● Region annotation records:
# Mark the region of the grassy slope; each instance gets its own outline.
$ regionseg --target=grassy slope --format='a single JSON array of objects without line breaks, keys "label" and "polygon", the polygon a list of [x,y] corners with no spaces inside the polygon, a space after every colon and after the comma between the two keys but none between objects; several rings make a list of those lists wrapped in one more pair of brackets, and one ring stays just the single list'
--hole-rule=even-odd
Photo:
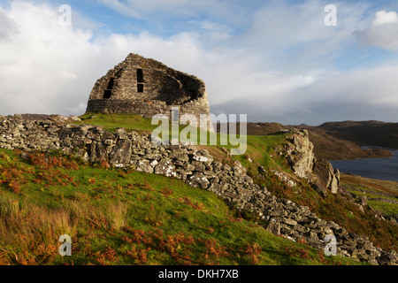
[{"label": "grassy slope", "polygon": [[[341,174],[341,182],[353,195],[366,197],[397,201],[398,182],[376,180],[350,174]],[[384,194],[380,195],[380,193]],[[368,204],[374,210],[386,215],[398,215],[398,205],[381,201],[368,200]]]},{"label": "grassy slope", "polygon": [[[91,114],[88,114],[89,117]],[[134,124],[134,120],[138,119],[140,123]],[[111,120],[110,126],[106,121]],[[95,119],[90,119],[85,122],[95,125],[103,125],[108,130],[112,127],[126,126],[127,128],[140,128],[145,130],[150,126],[150,120],[145,120],[137,118],[135,115],[102,115],[96,114]],[[132,122],[132,124],[129,124]],[[219,136],[218,136],[219,138]],[[325,220],[334,221],[348,231],[363,234],[373,241],[377,246],[385,249],[394,249],[398,251],[398,227],[390,223],[376,219],[371,212],[365,210],[362,213],[353,203],[345,201],[339,195],[330,194],[325,199],[323,199],[314,189],[309,186],[306,180],[302,180],[295,176],[288,169],[289,166],[283,157],[279,157],[274,148],[280,146],[285,141],[284,134],[269,135],[248,135],[248,149],[244,155],[227,156],[222,148],[230,149],[231,146],[204,146],[217,159],[233,164],[233,160],[239,160],[248,173],[253,180],[261,186],[265,186],[275,195],[294,201],[299,205],[310,207],[311,211],[315,212],[319,218]],[[251,162],[249,161],[251,159]],[[258,166],[264,166],[268,173],[265,176],[258,174]],[[272,169],[285,172],[294,180],[298,186],[289,187],[281,182],[272,172]],[[378,182],[378,180],[376,180]],[[370,203],[371,204],[371,202]],[[395,205],[396,206],[396,205]]]},{"label": "grassy slope", "polygon": [[[0,264],[358,264],[236,218],[178,180],[4,149],[0,166]],[[57,253],[65,233],[73,256]]]}]

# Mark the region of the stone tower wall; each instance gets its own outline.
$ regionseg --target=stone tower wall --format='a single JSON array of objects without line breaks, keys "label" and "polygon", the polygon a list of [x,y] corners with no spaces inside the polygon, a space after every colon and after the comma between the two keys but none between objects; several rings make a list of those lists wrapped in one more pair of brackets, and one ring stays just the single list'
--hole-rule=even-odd
[{"label": "stone tower wall", "polygon": [[96,82],[87,112],[138,114],[147,119],[165,114],[171,119],[175,106],[180,116],[194,114],[198,121],[200,114],[209,115],[204,82],[158,61],[130,54]]}]

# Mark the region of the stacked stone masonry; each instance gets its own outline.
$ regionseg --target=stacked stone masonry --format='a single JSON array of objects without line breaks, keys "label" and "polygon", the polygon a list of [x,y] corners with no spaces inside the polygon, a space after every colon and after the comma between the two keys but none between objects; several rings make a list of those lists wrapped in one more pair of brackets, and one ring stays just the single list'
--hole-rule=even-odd
[{"label": "stacked stone masonry", "polygon": [[[132,53],[96,82],[86,111],[138,114],[146,119],[164,114],[172,119],[172,107],[179,108],[180,117],[195,115],[200,125],[201,115],[210,115],[204,82]],[[213,130],[211,124],[207,128]]]},{"label": "stacked stone masonry", "polygon": [[[367,238],[318,218],[308,207],[275,197],[266,187],[255,184],[240,164],[231,167],[214,161],[207,150],[198,150],[192,145],[156,145],[149,134],[126,133],[123,128],[112,134],[102,127],[68,124],[67,118],[63,117],[34,121],[14,115],[0,116],[0,147],[27,151],[59,149],[93,163],[106,160],[115,167],[174,177],[214,192],[239,209],[255,211],[263,218],[264,227],[274,234],[293,241],[302,237],[317,249],[324,249],[325,237],[333,234],[339,255],[371,264],[397,264],[394,251],[374,247]],[[288,160],[298,156],[306,160],[298,162],[302,165],[293,164],[292,168],[299,174],[310,173],[310,166],[314,166],[314,161],[309,162],[308,157],[302,155],[305,149],[312,157],[308,134],[292,133],[285,152],[293,155]]]}]

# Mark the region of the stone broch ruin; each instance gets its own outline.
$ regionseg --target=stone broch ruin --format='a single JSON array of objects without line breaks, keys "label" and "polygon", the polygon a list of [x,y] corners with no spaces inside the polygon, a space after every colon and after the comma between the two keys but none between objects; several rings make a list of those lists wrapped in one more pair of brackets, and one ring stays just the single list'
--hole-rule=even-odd
[{"label": "stone broch ruin", "polygon": [[96,82],[87,112],[138,114],[146,119],[165,114],[171,119],[172,107],[180,108],[180,116],[195,115],[197,121],[200,114],[210,115],[204,82],[131,53]]}]

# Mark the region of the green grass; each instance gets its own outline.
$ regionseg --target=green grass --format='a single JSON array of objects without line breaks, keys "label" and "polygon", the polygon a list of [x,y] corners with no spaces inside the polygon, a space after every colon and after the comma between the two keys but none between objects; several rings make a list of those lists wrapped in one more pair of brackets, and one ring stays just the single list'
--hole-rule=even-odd
[{"label": "green grass", "polygon": [[4,149],[0,169],[0,264],[360,264],[273,235],[179,180]]}]

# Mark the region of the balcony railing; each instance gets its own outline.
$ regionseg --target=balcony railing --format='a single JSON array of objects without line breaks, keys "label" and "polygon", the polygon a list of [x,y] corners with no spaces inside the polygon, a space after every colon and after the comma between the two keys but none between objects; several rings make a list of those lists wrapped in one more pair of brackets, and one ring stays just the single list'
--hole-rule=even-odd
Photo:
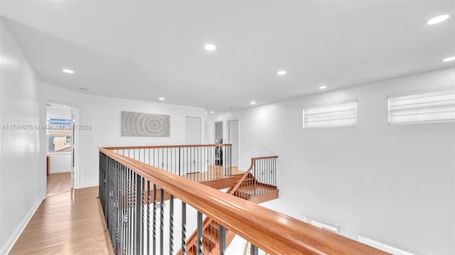
[{"label": "balcony railing", "polygon": [[109,147],[107,149],[190,180],[231,176],[231,144]]},{"label": "balcony railing", "polygon": [[[252,254],[385,254],[117,152],[100,149],[100,199],[116,254],[207,254],[204,217],[218,224],[211,254],[225,254],[226,229],[250,242]],[[196,228],[188,249],[187,229]]]}]

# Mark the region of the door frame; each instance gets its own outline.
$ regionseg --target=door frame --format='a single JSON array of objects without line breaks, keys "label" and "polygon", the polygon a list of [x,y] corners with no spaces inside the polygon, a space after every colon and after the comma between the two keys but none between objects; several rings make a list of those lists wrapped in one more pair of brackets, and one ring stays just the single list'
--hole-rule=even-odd
[{"label": "door frame", "polygon": [[[237,167],[238,168],[240,165],[240,121],[238,119],[230,119],[228,121],[228,141],[229,141],[229,143],[232,143],[230,141],[230,121],[237,121]],[[232,154],[230,157],[232,162]]]},{"label": "door frame", "polygon": [[[46,124],[47,121],[47,112],[48,112],[48,109],[47,109],[47,104],[48,103],[54,103],[54,104],[62,104],[62,105],[65,105],[68,107],[71,107],[71,112],[72,112],[72,116],[73,115],[73,112],[74,111],[74,119],[73,119],[73,124],[77,125],[77,124],[80,123],[79,121],[79,108],[80,106],[77,104],[72,104],[68,102],[65,102],[65,101],[60,101],[60,100],[55,100],[53,99],[49,99],[49,98],[44,98],[43,99],[43,109],[44,109],[44,123]],[[43,134],[43,137],[45,137],[45,141],[47,141],[47,134],[46,134],[46,130],[43,130],[44,134]],[[74,129],[74,132],[73,132],[73,144],[74,144],[74,150],[72,152],[72,169],[71,169],[71,178],[72,180],[70,180],[70,185],[71,185],[71,189],[78,189],[80,188],[80,185],[79,183],[79,180],[80,180],[80,171],[79,169],[79,130],[77,130],[77,129]],[[47,143],[47,142],[46,142]],[[43,144],[41,146],[41,148],[43,148],[43,154],[41,155],[41,158],[46,158],[47,154],[48,154],[48,148],[47,148],[47,143],[43,143],[44,144]],[[72,180],[72,181],[71,181]],[[46,187],[47,187],[47,178],[46,177],[46,175],[44,176],[44,194],[45,194],[45,197],[46,197]]]}]

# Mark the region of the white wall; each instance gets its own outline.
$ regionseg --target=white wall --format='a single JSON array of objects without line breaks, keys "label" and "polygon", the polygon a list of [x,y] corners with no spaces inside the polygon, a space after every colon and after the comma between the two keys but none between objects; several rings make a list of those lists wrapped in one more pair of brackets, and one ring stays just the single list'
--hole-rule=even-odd
[{"label": "white wall", "polygon": [[[273,209],[338,224],[352,239],[364,233],[417,254],[455,254],[455,123],[388,125],[387,101],[389,93],[454,81],[455,69],[448,68],[208,121],[238,117],[240,169],[252,156],[279,156],[279,206]],[[354,98],[356,127],[302,129],[302,107]]]},{"label": "white wall", "polygon": [[[39,81],[1,22],[0,34],[0,125],[33,127],[43,116]],[[46,195],[43,134],[0,130],[0,254],[11,249]]]},{"label": "white wall", "polygon": [[[98,185],[99,147],[118,146],[170,145],[185,143],[185,117],[201,118],[205,122],[204,109],[165,103],[124,99],[89,95],[43,83],[46,102],[75,107],[79,109],[79,124],[92,125],[91,130],[79,131],[79,173],[76,188]],[[122,111],[171,116],[169,137],[121,136]],[[201,134],[205,134],[204,126]],[[201,142],[205,141],[203,136]]]}]

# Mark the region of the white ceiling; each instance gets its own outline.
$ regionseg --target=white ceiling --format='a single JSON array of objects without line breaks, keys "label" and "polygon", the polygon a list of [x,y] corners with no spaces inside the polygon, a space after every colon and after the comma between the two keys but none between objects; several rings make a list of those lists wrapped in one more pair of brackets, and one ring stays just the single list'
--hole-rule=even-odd
[{"label": "white ceiling", "polygon": [[0,2],[42,80],[208,110],[454,66],[454,13],[453,1]]}]

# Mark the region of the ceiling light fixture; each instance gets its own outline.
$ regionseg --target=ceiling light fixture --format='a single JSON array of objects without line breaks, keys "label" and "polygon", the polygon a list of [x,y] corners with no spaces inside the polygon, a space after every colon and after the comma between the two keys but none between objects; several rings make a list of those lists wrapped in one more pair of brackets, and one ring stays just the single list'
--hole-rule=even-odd
[{"label": "ceiling light fixture", "polygon": [[438,23],[441,23],[441,22],[446,20],[447,18],[449,18],[449,17],[450,17],[450,15],[449,15],[449,14],[440,15],[440,16],[438,16],[437,17],[434,17],[434,18],[430,19],[429,21],[428,21],[428,22],[427,22],[427,23],[428,25],[437,24]]},{"label": "ceiling light fixture", "polygon": [[442,61],[449,62],[449,61],[454,61],[454,60],[455,60],[455,56],[447,58],[444,58],[444,60],[442,60]]},{"label": "ceiling light fixture", "polygon": [[206,44],[205,46],[204,46],[204,48],[205,48],[205,50],[208,51],[213,51],[216,50],[216,46],[213,44]]}]

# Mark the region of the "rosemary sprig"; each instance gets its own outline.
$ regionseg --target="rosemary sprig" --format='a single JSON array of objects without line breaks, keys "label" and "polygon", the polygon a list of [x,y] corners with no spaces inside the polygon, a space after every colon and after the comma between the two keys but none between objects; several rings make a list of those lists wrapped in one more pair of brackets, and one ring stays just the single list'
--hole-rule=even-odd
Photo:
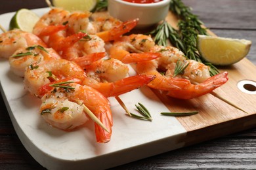
[{"label": "rosemary sprig", "polygon": [[203,22],[192,12],[191,8],[186,6],[181,0],[171,0],[170,10],[181,20],[193,22],[193,29],[196,30],[198,34],[207,35],[206,29],[202,27]]},{"label": "rosemary sprig", "polygon": [[156,29],[149,33],[155,37],[154,40],[158,45],[167,46],[169,40],[174,46],[180,50],[184,50],[181,37],[178,31],[169,24],[165,20],[159,24]]},{"label": "rosemary sprig", "polygon": [[186,69],[186,67],[188,67],[189,63],[187,62],[186,64],[186,61],[183,61],[182,63],[181,63],[180,60],[177,61],[176,63],[175,68],[174,69],[174,74],[173,76],[175,76],[178,75],[182,75],[184,73],[184,71]]},{"label": "rosemary sprig", "polygon": [[191,116],[196,114],[198,114],[198,111],[194,112],[161,112],[160,114],[165,116]]},{"label": "rosemary sprig", "polygon": [[138,103],[138,105],[135,105],[135,107],[137,109],[137,111],[140,114],[141,116],[130,112],[133,118],[144,120],[152,120],[150,113],[142,104]]},{"label": "rosemary sprig", "polygon": [[171,0],[170,10],[180,19],[178,23],[179,31],[163,21],[150,33],[155,37],[156,43],[166,46],[169,40],[173,46],[183,52],[188,59],[209,65],[211,76],[218,74],[218,69],[212,64],[205,62],[197,50],[198,35],[207,35],[206,29],[202,27],[203,22],[192,13],[190,8],[184,5],[181,0]]}]

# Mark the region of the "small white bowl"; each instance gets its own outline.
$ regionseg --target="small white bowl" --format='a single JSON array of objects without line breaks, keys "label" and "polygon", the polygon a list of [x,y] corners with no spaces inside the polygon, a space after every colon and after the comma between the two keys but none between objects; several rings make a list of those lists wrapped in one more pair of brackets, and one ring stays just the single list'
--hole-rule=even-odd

● Goal: Retype, without alteration, the part of the records that opens with the line containing "# Mark the region of the stone broch" and closes with the line containing "regionseg --target=stone broch", both lines included.

● Reply:
# Mark the region of the stone broch ruin; each instance gets its own outline.
$ regionseg --target=stone broch ruin --format='a single JSON array of objects without line breaks, keys "label" and "polygon", the polygon a list of [x,y] corners with no spaces inside the polygon, a space after every colon and after the comma between the two keys but none between objects; several rings make a list of those lists wrapped in one more pair of brackets, and one ring stays just the single list'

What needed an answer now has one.